>> START
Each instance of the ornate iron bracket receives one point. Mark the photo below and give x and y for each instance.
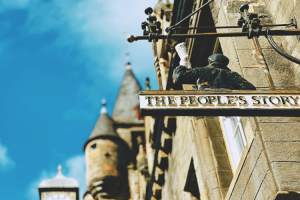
(250, 24)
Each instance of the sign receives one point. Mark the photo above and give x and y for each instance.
(220, 103)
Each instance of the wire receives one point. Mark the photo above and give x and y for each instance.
(281, 51)
(171, 27)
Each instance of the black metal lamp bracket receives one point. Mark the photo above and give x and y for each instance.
(248, 22)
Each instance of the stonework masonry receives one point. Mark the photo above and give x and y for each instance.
(269, 167)
(195, 158)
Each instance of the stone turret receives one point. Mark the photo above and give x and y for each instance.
(126, 106)
(106, 165)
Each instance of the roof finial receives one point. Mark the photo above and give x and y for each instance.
(103, 109)
(128, 65)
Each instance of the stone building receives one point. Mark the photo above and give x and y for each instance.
(59, 188)
(196, 157)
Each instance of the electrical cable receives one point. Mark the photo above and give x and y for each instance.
(279, 50)
(171, 27)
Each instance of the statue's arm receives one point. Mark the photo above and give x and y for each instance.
(244, 84)
(182, 76)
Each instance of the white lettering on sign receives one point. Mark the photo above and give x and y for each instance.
(260, 100)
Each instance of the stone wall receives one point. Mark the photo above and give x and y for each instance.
(270, 165)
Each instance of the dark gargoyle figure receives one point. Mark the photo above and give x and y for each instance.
(215, 76)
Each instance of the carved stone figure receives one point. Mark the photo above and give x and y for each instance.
(215, 76)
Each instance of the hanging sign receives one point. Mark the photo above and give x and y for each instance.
(220, 103)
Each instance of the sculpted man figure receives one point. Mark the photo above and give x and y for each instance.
(212, 77)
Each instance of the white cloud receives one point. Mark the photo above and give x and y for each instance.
(5, 161)
(73, 167)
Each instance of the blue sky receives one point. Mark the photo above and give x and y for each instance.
(58, 60)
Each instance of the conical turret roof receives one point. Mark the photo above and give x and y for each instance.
(104, 127)
(125, 110)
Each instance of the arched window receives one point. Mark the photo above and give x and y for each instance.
(235, 138)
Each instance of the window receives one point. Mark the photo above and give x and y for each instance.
(235, 138)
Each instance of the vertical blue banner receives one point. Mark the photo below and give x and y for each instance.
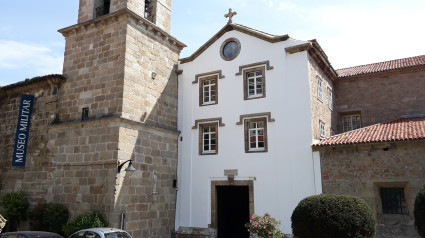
(22, 130)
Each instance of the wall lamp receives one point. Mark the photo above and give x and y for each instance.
(129, 168)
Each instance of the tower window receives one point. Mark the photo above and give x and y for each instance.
(393, 200)
(149, 10)
(102, 7)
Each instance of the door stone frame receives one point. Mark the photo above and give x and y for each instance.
(214, 184)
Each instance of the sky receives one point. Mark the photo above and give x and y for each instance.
(351, 32)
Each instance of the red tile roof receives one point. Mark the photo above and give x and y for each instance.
(402, 129)
(382, 66)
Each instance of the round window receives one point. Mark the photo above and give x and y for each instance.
(230, 49)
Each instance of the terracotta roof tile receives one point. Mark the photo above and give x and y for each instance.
(382, 66)
(406, 128)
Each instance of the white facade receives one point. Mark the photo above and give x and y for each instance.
(282, 176)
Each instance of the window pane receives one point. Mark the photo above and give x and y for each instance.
(261, 132)
(393, 201)
(252, 145)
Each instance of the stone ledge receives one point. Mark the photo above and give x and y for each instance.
(114, 119)
(34, 83)
(130, 16)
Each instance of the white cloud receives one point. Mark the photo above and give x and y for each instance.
(29, 57)
(366, 34)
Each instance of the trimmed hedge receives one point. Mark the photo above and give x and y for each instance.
(15, 209)
(337, 216)
(419, 212)
(85, 221)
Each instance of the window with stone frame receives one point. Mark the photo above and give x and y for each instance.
(330, 99)
(149, 10)
(208, 138)
(322, 127)
(101, 7)
(351, 122)
(319, 89)
(254, 83)
(393, 200)
(208, 90)
(256, 135)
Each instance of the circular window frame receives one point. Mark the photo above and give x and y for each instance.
(225, 43)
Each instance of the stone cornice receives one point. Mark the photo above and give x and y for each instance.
(217, 72)
(237, 27)
(267, 115)
(30, 84)
(387, 73)
(131, 17)
(114, 119)
(218, 120)
(367, 146)
(242, 67)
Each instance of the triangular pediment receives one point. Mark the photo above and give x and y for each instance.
(237, 27)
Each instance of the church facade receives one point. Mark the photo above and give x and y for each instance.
(215, 137)
(249, 110)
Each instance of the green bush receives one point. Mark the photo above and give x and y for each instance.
(15, 208)
(419, 212)
(337, 216)
(88, 220)
(49, 217)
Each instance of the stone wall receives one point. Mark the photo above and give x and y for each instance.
(381, 98)
(362, 170)
(85, 161)
(34, 177)
(162, 10)
(319, 109)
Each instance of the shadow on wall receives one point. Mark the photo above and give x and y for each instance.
(147, 196)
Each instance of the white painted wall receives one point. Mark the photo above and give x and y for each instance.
(286, 173)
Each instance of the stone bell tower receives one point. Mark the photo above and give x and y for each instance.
(119, 103)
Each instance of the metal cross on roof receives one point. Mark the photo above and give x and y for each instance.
(230, 15)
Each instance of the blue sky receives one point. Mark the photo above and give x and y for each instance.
(351, 32)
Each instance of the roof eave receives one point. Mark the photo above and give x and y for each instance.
(230, 27)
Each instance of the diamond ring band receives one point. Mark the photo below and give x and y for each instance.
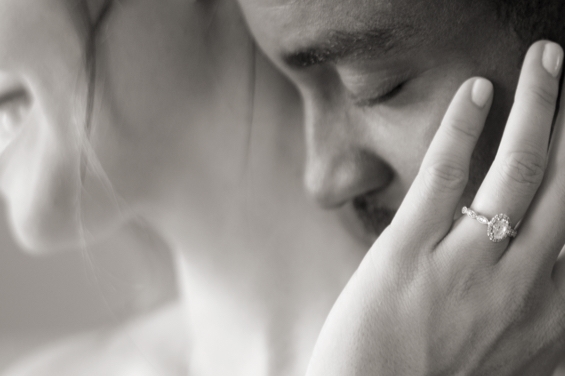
(499, 227)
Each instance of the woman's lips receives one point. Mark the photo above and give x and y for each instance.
(365, 218)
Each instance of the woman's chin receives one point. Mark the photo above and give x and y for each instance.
(41, 233)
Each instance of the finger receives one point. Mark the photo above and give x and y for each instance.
(542, 232)
(430, 204)
(518, 168)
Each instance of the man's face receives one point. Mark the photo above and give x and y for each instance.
(376, 77)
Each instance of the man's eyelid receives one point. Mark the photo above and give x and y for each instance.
(364, 92)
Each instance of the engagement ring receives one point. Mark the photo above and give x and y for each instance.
(499, 227)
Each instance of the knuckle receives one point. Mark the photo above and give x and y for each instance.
(445, 176)
(524, 167)
(462, 129)
(541, 95)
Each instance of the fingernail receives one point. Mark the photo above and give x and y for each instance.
(552, 58)
(481, 92)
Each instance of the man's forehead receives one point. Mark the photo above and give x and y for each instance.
(290, 25)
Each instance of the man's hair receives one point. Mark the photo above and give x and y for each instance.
(534, 19)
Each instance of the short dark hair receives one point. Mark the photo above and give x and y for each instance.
(534, 19)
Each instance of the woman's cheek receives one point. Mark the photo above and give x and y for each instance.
(47, 201)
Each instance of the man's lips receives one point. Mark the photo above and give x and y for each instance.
(366, 217)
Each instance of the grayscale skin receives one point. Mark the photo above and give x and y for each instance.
(259, 265)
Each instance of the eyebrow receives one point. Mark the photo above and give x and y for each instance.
(338, 45)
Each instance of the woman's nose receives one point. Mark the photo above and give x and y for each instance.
(339, 166)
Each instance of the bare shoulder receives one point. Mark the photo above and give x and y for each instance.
(149, 345)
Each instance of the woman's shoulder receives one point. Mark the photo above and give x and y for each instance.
(149, 345)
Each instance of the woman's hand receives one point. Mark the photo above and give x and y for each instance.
(437, 297)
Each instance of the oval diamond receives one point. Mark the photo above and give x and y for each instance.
(498, 228)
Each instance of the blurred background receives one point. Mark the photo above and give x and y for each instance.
(46, 298)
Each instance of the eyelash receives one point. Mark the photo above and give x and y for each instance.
(388, 95)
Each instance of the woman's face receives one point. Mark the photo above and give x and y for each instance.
(168, 95)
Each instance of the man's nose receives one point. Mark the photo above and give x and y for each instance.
>> END
• _SET EXERCISE_:
Copy everything from the line containing "Each instance of the man's hair" down to the end of the material, keeping the requests as they are. Raise every x and y coordinate in the answers by 6.

• _RIGHT ANSWER_:
Each instance of the man's hair receives one point. Mark the photo above and give x and y for each instance.
(540, 25)
Each instance of the short dark hair receives one point. Mark the photo above and give x and y for each instance.
(540, 25)
Each instance of the woman's cheek receives one point. Mark the photo above and give x and y for each instance.
(53, 207)
Each instance of the man's lips receives one point. Mark the photo above and give x and y for each instance.
(372, 223)
Each instance of the grayscale skin receives one point. Mark the photo above and give x and y for each instance.
(265, 271)
Each instance of the eyebrow receives one point. Mark the photo above and give x and y for each instance.
(344, 51)
Each instance of the woman's nose receives one point. Mark the photo above and give x and y for each instance.
(345, 172)
Each instance of the bare shoulder receives one point. Mark the photo above and give x and y for each instance.
(155, 351)
Each instance of the woman's shoulder receives one point. Mark the photo above and give x and y for each instance.
(155, 351)
Each instance of the woman's hand receives one point. Mark the photo above and give x and y for each instance.
(443, 303)
Each instance of the oval diamond receives one point. Mark the photo above and give x and y for each instance.
(504, 234)
Each instance of the blurred background receives one point. Mark the photo above and give x and y for each instance.
(52, 304)
Each instance of the eyelash receives one point. Mark the photo above and give x and y for each instance.
(394, 101)
Each instance of the woman's face receives one point. Mark the photo above and give x and y for each instance.
(174, 101)
Each instance of the man's nose receives one point. Mark the photo above and give x and y for each instance.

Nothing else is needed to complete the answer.